● **Supplied text**:
(begin)
Museum Town


From factory town to museum town.

(2019) Documentary (Zeitgeist)  Meryl Streep (narration), David Byrne, Laurie Anderson, Nick Cave, Joseph Thompson, Thomas Krens, Megan Tamas, Ruth Yarter, John Barrett, Francis Esposito, Simeon Bruner, Denise Markonish, Bob Faust, James Turrell, Jane Swift, Jack Wadsworth, Richard Criddle, Missy Parisien. Directed by Jennifer Trainer

 

No less a wrenching change in the American landscape than the Industrial Revolution was America’s loss of factory jobs that began in the late 1970s and has continued through now. Towns that had once been prosperous suddenly saw their economies obliterated overnight. Suddenly, everyone is unemployed. Despair and crime move in and the feeling of hometown pride moves out.
(end)
● **Entries**:
(begin)
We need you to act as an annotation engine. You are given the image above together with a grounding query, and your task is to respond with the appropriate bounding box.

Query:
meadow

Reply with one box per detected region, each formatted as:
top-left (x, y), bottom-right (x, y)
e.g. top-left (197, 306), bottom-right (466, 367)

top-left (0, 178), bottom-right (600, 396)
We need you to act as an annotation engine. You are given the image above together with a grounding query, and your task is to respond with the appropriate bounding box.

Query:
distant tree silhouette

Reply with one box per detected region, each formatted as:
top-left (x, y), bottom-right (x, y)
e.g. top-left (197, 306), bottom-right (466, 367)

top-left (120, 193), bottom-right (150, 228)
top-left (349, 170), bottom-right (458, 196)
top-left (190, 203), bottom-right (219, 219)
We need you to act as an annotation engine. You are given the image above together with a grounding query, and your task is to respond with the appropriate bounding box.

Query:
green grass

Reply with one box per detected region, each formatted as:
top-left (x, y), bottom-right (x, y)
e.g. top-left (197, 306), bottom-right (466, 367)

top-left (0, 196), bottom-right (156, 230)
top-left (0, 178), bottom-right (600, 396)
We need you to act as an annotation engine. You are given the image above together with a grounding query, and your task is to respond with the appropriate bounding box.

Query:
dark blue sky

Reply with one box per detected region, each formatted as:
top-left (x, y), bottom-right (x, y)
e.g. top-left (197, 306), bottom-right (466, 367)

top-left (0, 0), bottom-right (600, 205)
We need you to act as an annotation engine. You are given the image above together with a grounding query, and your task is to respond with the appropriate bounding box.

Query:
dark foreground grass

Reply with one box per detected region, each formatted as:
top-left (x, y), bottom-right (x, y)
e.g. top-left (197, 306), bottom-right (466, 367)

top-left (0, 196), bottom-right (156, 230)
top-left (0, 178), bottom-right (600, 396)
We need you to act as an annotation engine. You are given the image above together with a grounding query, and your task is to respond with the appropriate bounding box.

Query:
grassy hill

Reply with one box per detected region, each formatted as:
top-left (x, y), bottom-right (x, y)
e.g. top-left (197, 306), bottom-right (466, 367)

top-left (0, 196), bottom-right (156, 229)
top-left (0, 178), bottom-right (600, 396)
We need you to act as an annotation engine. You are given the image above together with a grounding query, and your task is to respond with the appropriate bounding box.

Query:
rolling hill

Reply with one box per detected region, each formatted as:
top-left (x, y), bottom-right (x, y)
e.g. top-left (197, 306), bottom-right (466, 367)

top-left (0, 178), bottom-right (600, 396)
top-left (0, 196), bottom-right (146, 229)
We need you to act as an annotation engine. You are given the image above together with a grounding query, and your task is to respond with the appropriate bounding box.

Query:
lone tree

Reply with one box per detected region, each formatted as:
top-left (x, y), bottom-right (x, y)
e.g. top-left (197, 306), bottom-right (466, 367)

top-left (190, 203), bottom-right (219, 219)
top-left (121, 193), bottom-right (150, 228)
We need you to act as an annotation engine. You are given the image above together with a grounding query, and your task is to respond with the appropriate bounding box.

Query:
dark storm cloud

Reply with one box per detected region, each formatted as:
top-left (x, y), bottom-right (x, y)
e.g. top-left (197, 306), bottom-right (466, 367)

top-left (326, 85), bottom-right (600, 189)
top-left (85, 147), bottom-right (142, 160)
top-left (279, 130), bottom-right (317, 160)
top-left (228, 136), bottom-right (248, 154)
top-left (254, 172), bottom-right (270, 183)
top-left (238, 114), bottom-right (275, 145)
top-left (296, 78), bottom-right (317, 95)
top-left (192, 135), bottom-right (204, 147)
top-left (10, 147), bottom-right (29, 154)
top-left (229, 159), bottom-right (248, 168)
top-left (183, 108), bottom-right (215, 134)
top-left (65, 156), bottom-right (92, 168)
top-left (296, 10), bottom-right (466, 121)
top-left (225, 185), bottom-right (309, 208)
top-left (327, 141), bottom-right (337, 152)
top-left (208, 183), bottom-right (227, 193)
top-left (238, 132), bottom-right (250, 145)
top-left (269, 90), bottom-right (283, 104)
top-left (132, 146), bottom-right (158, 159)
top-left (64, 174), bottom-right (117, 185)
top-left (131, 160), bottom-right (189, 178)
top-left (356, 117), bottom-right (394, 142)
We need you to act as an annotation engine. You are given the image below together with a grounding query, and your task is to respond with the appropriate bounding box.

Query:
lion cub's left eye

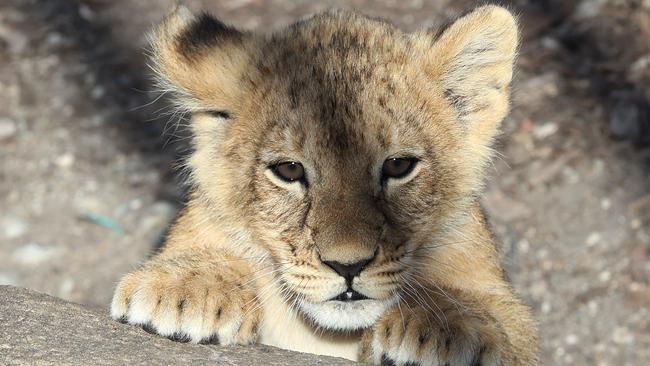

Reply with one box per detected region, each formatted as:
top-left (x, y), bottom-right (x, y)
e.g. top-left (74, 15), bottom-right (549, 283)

top-left (271, 161), bottom-right (305, 182)
top-left (381, 158), bottom-right (417, 179)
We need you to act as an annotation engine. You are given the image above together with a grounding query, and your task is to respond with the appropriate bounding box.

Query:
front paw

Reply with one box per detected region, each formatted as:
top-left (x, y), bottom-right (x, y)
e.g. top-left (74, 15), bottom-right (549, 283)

top-left (361, 304), bottom-right (500, 366)
top-left (111, 262), bottom-right (261, 345)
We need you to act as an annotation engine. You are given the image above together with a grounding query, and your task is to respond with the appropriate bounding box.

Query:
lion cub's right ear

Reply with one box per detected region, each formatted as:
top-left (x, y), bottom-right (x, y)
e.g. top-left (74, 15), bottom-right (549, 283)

top-left (151, 5), bottom-right (252, 112)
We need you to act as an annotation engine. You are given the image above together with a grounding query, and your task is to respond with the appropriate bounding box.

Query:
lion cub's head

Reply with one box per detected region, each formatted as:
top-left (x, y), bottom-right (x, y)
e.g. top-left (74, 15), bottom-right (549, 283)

top-left (153, 6), bottom-right (517, 329)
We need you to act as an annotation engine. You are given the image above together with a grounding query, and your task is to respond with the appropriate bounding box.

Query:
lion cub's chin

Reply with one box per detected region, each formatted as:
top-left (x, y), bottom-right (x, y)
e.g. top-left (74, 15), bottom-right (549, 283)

top-left (299, 297), bottom-right (397, 331)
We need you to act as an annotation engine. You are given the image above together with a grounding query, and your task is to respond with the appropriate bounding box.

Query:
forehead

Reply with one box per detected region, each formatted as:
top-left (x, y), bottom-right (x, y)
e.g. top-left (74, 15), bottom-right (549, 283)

top-left (244, 12), bottom-right (420, 154)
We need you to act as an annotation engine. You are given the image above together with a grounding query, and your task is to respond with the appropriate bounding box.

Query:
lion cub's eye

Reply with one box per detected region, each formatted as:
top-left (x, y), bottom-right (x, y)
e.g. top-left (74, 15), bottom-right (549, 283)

top-left (381, 158), bottom-right (417, 179)
top-left (271, 161), bottom-right (305, 182)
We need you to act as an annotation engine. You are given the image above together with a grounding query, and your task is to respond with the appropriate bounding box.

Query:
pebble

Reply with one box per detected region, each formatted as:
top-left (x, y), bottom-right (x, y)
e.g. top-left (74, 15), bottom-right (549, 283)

top-left (11, 243), bottom-right (60, 266)
top-left (573, 0), bottom-right (607, 19)
top-left (59, 278), bottom-right (74, 298)
top-left (0, 273), bottom-right (18, 286)
top-left (585, 231), bottom-right (602, 247)
top-left (54, 153), bottom-right (75, 168)
top-left (564, 334), bottom-right (578, 346)
top-left (2, 217), bottom-right (29, 239)
top-left (0, 118), bottom-right (18, 141)
top-left (600, 198), bottom-right (612, 211)
top-left (609, 90), bottom-right (650, 142)
top-left (598, 271), bottom-right (612, 282)
top-left (612, 327), bottom-right (634, 344)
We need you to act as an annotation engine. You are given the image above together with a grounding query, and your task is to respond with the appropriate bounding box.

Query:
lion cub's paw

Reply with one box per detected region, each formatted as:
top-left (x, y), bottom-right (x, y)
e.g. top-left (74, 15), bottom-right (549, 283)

top-left (361, 306), bottom-right (499, 366)
top-left (111, 263), bottom-right (261, 345)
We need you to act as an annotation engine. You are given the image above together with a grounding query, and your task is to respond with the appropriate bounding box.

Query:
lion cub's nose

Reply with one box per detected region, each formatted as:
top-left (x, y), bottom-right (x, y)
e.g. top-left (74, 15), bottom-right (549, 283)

top-left (323, 256), bottom-right (375, 286)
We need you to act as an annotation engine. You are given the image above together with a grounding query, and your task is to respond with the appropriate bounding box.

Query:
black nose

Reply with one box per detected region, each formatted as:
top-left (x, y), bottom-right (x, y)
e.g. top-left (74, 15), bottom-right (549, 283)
(end)
● **Problem 1**: In the Museum Town page, who directed the documentary?
● **Problem 2**: Can you reproduce the Museum Town page verbatim for the stretch from "No less a wrenching" through "pride moves out."?
● **Problem 3**: Could you write the next part of the Museum Town page, picking up after its final sentence?

● **Written response 1**: Jennifer Trainer

● **Written response 2**:
No less a wrenching change in the American landscape than the Industrial Revolution was America’s loss of factory jobs that began in the late 1970s and has continued through now. Towns that had once been prosperous suddenly saw their economies obliterated overnight. Suddenly, everyone is unemployed. Despair and crime move in and the feeling of hometown pride moves out.

● **Written response 3**:
North Adams, Massachusetts – located in the picturesque Berkshires of the Western part of the state – is such a town. A bustling, productive town that relied on the Sprague Electric Company as the economic engine that powered the town. When the company abandoned the town and moved its facilities elsewhere, the town was devastated. The massive factory complex which had once supplied parts for war planes during the Second World War and employed most of the town’s women in that Greatest of Generations, stood empty, a symbol of changing times and of corporate loyalty (or lack thereof).

But there were people who had a vision. Thomas Krens, for one; a former director at New York’s Guggenheim (where he was a figure of considerable controversy, something not touched upon in the film) and director at nearby Williams College where he’d taught for 17 years (and graduated from in 1969). Inspired by German factories that had been repurposed as art museums, he came up with the idea of doing the same in North Adams.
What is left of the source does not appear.